(Records from a collection)
=-=-=

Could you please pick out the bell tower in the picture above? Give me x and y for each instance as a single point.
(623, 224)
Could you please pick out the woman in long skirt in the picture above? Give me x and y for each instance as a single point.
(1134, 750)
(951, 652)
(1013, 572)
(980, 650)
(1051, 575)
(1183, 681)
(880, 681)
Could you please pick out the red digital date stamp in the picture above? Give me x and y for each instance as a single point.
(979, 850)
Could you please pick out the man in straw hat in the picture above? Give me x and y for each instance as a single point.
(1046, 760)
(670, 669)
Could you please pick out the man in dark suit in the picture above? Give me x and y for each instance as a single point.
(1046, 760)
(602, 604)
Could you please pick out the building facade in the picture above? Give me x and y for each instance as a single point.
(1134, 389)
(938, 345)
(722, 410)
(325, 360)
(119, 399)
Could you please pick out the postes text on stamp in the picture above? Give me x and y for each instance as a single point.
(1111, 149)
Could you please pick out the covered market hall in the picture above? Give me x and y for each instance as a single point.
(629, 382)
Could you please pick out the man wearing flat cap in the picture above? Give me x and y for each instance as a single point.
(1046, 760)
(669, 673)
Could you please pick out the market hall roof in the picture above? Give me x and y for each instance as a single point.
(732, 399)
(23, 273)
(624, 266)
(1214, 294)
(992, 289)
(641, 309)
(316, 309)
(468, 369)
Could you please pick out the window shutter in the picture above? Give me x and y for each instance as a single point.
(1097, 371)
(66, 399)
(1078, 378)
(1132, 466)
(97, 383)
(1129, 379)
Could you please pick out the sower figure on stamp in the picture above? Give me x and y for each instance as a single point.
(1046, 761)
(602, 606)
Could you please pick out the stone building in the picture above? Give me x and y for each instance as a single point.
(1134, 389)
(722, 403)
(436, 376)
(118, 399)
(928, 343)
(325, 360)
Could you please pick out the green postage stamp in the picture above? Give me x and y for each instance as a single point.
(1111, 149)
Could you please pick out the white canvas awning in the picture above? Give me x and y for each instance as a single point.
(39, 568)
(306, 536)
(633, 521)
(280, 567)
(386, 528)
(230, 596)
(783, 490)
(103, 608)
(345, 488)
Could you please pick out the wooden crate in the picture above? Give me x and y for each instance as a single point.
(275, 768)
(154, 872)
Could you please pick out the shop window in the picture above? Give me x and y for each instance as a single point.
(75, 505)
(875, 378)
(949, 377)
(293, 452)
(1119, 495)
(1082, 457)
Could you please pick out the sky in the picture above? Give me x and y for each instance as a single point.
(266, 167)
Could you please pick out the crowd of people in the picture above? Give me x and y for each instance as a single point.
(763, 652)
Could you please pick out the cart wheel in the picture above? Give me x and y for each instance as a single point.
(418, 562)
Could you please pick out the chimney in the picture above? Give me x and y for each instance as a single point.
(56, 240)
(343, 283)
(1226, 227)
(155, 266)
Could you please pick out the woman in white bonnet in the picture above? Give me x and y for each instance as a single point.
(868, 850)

=-=-=

**Your instructions:** The listing above must be transcribed exactly, line by line.

**Output of the exercise:**
Could you please pick out the bell tower in the picture above? Give me x and y for each instance as a single point.
(623, 224)
Could you please pick out the woman in long skirt in the picture above? Give me x and y for each instance as a single point.
(1134, 750)
(951, 652)
(1013, 572)
(980, 650)
(1051, 575)
(1183, 681)
(880, 681)
Could you please pick out the red digital date stamp in the picture above? Give me x and y for each instance as a single point.
(979, 850)
Could you please pick out the man in straw hat in the picture above? Give me x and y for each instance as a single point.
(1046, 760)
(670, 669)
Could you please pick out the man in dark suit in the picture above? Give me x and y for each instance as a single point.
(1046, 760)
(602, 604)
Could you please pick out the building facade in the picture above? Give me x and y for each instance as a single point.
(1134, 389)
(938, 345)
(722, 410)
(325, 360)
(119, 399)
Could you please pick out the postes text on stamp in the picture above? Give me x and y for each instance as a single point.
(1111, 149)
Could you please pick out the covered market hall in the picture above? Give me x and y for each instance as a single point.
(629, 382)
Could you please pick out the man wearing flat cap in the picture above? Give me x and y for each instance as a single point.
(1046, 760)
(669, 673)
Could you please pick out the market hall roof in the picture above? Give me x and y for each instance as a single point.
(732, 399)
(23, 273)
(624, 266)
(1214, 294)
(992, 289)
(641, 309)
(316, 309)
(468, 369)
Could you please pick out the window shutter in the picture above? Give me x and y for each instance as a single point.
(1097, 371)
(66, 399)
(1078, 378)
(1132, 466)
(97, 383)
(1129, 379)
Could you please pick out the sower figure on stamp in the picture above? Give me x and y for each instance as a single point.
(1046, 761)
(602, 606)
Could you please pick out the stone building in the picture above? Give me x and y for each instance as a single point.
(1134, 389)
(722, 403)
(436, 376)
(118, 399)
(928, 343)
(325, 360)
Could you please pick out the green postage stamp in the picture above? Give me x and y for each instance as a single point.
(1111, 149)
Could you please pick out the white canvas awning in the picture above? Give me x and y for each instance as a single point.
(39, 568)
(306, 536)
(633, 521)
(280, 567)
(386, 528)
(230, 596)
(783, 490)
(103, 608)
(345, 488)
Could you please pick out the wooden crate in the picture above? Give me x and y for each instance as a single point.
(275, 768)
(154, 872)
Could you please pick out the shop window in the picture above? Give me x and y for each instance as a single point.
(75, 505)
(875, 378)
(949, 377)
(293, 452)
(1119, 495)
(1082, 457)
Could you please pick out the sky in the picture above? Give me x and y for each instance as a single point.
(266, 167)
Could you please pick out the crowd of people in the picture above? Give me x and y for each instance as a single point.
(763, 652)
Could you please pick out the cart wheel in the picture above? Give me x and y for each instance as a single point.
(418, 562)
Could you please pick out the chimney in the picture above? Give me x and y for each instance as a single point.
(56, 240)
(343, 283)
(1226, 227)
(155, 266)
Could you please pick out the woman in white bonnet in the picture above? Give me x and y for each instance as a single point.
(868, 850)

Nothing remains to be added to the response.